## begin GIVEN RECORDS

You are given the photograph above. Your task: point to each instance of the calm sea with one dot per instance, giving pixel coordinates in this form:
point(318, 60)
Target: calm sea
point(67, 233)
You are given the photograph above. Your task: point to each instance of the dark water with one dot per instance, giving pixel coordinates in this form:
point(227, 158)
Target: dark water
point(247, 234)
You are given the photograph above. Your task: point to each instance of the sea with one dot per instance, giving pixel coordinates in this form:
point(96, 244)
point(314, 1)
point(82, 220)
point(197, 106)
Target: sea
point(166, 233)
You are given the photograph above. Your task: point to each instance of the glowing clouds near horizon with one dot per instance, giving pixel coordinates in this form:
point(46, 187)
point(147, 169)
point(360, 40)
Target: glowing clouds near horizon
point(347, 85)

## end GIVEN RECORDS
## begin GIVEN RECORDS

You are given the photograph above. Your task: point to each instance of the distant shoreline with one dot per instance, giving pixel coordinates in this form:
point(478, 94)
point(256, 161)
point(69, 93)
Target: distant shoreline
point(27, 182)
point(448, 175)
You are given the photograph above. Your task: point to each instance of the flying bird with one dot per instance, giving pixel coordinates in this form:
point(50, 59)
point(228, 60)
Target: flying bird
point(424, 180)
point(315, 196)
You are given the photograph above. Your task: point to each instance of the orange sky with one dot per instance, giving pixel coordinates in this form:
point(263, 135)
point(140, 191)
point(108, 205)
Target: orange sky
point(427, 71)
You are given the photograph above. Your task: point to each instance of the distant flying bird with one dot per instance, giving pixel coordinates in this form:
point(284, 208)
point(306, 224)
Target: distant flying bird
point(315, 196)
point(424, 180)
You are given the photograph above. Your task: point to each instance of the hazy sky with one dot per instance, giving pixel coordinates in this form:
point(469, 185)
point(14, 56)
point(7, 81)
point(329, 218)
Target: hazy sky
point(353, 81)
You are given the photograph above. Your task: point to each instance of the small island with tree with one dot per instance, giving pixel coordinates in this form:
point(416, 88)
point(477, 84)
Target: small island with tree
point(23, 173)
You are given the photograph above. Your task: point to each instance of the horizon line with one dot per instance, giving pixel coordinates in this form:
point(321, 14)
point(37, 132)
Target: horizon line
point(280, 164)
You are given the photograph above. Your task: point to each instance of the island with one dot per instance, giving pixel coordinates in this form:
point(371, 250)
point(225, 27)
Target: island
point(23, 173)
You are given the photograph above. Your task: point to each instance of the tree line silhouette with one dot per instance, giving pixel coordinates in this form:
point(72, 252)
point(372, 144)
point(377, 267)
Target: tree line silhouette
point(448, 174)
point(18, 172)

## end GIVEN RECORDS
## begin GIVEN RECORDS

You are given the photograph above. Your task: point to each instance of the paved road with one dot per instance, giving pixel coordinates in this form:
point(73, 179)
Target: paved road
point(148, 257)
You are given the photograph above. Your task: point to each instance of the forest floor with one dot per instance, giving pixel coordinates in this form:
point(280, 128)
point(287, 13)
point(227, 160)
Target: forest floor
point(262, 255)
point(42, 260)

## end GIVEN RECORDS

**TASK GOAL**
Copy the listing from the line with "of the calm" up to and including the line with "point(166, 233)", swapping "dark water" for "deep water" and keeping every other word as is. Give only those lines.

**COMPLETED TASK**
You are given the photograph above. Your task: point to each instance of the calm sea with one dot per instance, giving pixel coordinates in this form:
point(318, 60)
Target: calm sea
point(67, 233)
You are given the photograph above. Your task: point to each instance of the deep water with one dot per instance, giving pixel coordinates in this form:
point(227, 158)
Target: deep water
point(247, 234)
You are given the photograph above. Your task: point to each instance of the sea with one dot per instance, giving pixel coordinates in this form:
point(96, 244)
point(314, 1)
point(82, 220)
point(197, 106)
Target: sea
point(166, 233)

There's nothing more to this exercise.